→ **ASSIGNMENT**
Continue the text about Julius Jones from its last sentence.

→ **PAGE TEXT**
For someone who is unaware of Justice for Julius Jones, what is the campaign about?
Julius Jones is one of 47 people currently on death row in Oklahoma, wrongly convicted for the July 1999 murder of a white Oklahoma businessman by the name of Paul Howard, who lived in Edmond, Oklahoma- a suburb of Oklahoma City. I'm not sure if you're familiar at all with the term 'white flight,' but years prior to the crime you have a lot of white people living in Oklahoma City, so as more black people moved in, the white people left and moved into the suburbs. On that night of July 22, 1999, the victim, his two daughters, and his sister arrived at the victim's parents home where he and his daughters had been living. As they pulled into the driveway, a man approached the victim and demanded the keys to the suburban [the car]. I'm not sure if there was a struggle but he ended up shooting the victim in order to get the suburban. The sister got a look at the person who asked for the suburban, not a clear look, but described him as a young, black man wearing a red bandana over his face, a white shirt, and a stocking cap. She was not able to identify the shooter's face because it was covered, but she did say that the shooter had an inch of hair sticking out under the stocking cap. Julius is pinpointed for the murder by his high school friend Chris Jordan and another guy named Ladell King, who was known for stealing cars. Chris, along with Julius, was charged with felony-murder and Chris led police to Julius' parent home where he stated they would find the red bandana and gun. Later it would become clear that Chris had planted the items there after asking to spend the night at Julius' parent's home when he claimed he was locked out of his grandmother's home. Julius was arrested and charged with the murder of Paul Howell. The DA (district attorney) Bob Macy, in racially charged language, quickly announced that he would seek the death penalty against Julius. There was no real evidence connecting Julius to the murder. Attorneys didn't call for his witness testimony, which would put him miles away from the murder. He was actually with his family as he had just celebrated his birthday.
A bit more about Julius, for background: He was an honor student, graduating number 2 out of 143 students in his senior class. He attended OU (University of Oklahoma) on an academic scholarship, he also played basketball for OU. He was a talented player who could've possibly gone into the NBA. Either way, he had a very bright future. It's a matter of public record that he had gotten into trouble. He had a prior record, one for shoplifting. During college, a number of us did things we weren't proud of- everyone wanted nice things, nice clothes and shoes to wear on campus and to parties, so it wasn't uncommon for us to partake in petty shoplifting. It happens. But being a shoplifter doesn't automatically make you a murderer. And Julius is the first to admit that it was wrong, and it was a part of his past.

→ **RECORDS SUPPLIED**

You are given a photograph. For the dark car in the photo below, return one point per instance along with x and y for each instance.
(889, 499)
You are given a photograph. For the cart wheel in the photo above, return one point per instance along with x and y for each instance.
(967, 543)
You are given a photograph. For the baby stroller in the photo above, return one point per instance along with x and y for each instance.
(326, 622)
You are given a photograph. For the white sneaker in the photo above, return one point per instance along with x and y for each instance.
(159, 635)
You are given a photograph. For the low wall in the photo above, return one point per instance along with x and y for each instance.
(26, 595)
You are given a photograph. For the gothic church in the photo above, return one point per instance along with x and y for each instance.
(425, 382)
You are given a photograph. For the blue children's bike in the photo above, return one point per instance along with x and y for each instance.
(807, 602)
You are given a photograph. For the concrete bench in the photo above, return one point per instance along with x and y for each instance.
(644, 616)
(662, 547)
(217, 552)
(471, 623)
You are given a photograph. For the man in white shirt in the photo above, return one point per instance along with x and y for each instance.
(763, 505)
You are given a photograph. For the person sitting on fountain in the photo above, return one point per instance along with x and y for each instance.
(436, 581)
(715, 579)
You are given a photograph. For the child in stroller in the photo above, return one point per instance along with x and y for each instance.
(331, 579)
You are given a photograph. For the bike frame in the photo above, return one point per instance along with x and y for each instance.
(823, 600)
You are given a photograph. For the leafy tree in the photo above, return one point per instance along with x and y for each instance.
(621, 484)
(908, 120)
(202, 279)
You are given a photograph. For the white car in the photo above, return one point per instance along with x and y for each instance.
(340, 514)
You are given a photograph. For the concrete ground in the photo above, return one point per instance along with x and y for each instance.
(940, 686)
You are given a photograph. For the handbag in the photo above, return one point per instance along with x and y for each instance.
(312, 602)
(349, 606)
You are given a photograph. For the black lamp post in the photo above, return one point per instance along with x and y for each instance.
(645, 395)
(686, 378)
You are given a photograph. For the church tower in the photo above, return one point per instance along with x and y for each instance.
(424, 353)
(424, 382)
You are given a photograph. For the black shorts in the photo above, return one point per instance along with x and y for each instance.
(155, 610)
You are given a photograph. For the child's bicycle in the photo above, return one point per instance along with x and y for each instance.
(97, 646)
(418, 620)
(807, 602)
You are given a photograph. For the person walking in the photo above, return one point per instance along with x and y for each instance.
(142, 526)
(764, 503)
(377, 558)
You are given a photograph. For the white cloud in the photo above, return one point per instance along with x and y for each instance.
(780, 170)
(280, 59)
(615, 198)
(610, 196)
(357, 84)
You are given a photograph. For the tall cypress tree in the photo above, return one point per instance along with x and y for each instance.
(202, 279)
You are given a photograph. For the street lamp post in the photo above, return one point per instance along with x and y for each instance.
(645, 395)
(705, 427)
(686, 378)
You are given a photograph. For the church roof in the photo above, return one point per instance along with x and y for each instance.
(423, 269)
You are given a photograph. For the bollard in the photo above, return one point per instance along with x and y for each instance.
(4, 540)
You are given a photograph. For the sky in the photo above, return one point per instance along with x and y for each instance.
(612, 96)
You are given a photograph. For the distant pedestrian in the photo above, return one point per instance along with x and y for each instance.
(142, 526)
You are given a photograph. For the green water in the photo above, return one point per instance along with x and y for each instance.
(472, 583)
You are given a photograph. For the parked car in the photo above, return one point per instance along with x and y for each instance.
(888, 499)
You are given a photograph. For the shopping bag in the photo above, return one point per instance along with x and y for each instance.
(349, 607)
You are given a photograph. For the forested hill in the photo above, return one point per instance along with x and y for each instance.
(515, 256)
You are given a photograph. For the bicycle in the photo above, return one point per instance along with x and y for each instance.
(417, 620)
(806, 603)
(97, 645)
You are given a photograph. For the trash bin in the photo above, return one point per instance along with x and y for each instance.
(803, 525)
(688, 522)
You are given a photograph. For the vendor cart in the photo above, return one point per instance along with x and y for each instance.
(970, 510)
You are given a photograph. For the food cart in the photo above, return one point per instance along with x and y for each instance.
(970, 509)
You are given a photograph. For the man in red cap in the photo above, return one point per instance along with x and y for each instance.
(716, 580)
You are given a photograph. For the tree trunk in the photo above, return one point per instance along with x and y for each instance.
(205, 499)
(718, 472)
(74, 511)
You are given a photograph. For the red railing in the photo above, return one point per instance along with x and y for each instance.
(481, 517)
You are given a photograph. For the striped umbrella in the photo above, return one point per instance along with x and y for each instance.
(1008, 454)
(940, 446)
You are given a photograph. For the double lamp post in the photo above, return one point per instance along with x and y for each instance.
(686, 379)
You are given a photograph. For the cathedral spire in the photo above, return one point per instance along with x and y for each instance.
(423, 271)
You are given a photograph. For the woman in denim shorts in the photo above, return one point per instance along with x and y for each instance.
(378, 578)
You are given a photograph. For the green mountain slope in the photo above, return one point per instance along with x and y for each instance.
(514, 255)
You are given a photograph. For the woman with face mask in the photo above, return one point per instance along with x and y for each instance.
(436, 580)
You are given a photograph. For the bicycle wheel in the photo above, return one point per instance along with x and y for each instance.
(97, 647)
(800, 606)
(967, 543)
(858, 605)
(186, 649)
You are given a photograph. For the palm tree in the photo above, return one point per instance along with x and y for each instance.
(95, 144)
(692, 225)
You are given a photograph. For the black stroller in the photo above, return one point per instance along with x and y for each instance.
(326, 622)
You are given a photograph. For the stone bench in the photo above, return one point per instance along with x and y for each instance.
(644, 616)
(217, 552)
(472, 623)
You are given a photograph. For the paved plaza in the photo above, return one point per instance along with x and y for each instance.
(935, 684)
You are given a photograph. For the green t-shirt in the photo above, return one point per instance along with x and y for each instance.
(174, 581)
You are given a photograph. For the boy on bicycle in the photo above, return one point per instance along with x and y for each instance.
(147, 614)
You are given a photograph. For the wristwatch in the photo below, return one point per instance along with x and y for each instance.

→ **EXPECTED ANSWER**
I identified with Julius because he and I are the same age, we started college at the same time, he was at OU, I was at Arkansas State, and although he was in Oklahoma and I was in Arkansas, our paths were very similar. Little Rock (Arkansas) is a lot like Oklahoma City. Our backgrounds were similar-we both grew up in a religious, two-parent household so I totally identified with him. Julius could have been me or one of my friends.
If you watch the docu-series, the Last Defence, the show tells the story in detail. The public defenders are on the programme, one had just graduated law school and Julius' case, a capital murder case, was her first case right after passing the bar exam. That is unheard of. They both admit they weren't experienced in capital cases, they both admit they did wrong by Julius. The most explosive issues was one of the jurors heard another say "we might as well take this n****r out back and bury him." It is a very hurtful word and has been used against black people for centuries in keeping them oppressed and reminds them of what white people feel their position is. The judge was informed by another juror who heard the racist remark, but the juror was allowed to remain on the jury. Julius' attorneys petitioned to the Supreme Court, arguing that the judge's failure to remove the juror violated Julius' constitutional rights, and shockingly they have declined to hear his case. With that, all of his appeals are exhausted.
There has been an announcement that his attorneys are seeking clemency with the pardon and parole board, as there are three new people on the board who could be sympathetic to Julius. We are trying to get them to understand that we execute people unfairly. We have had people writing the governor of Oklahoma (Kevin Stitt), and soon we will expand the letter writing campaign to the parole board. We have templates we can email out to anyone who is interested in helping us, or you can write to the Governor on your own. There's so much that's wrong with this case, the DA's office needs to open their hearts and minds, and understand they made a mistake. And you'll see that all over the country. A lot of DA's won't want to admit that they got it wrong. Some purposely commit Brady violations, where they withhold exculpatory evidence that proves a certain defendant didn't commit a crime. In Julius' case they are refusing to release information to us because they know they are hiding something.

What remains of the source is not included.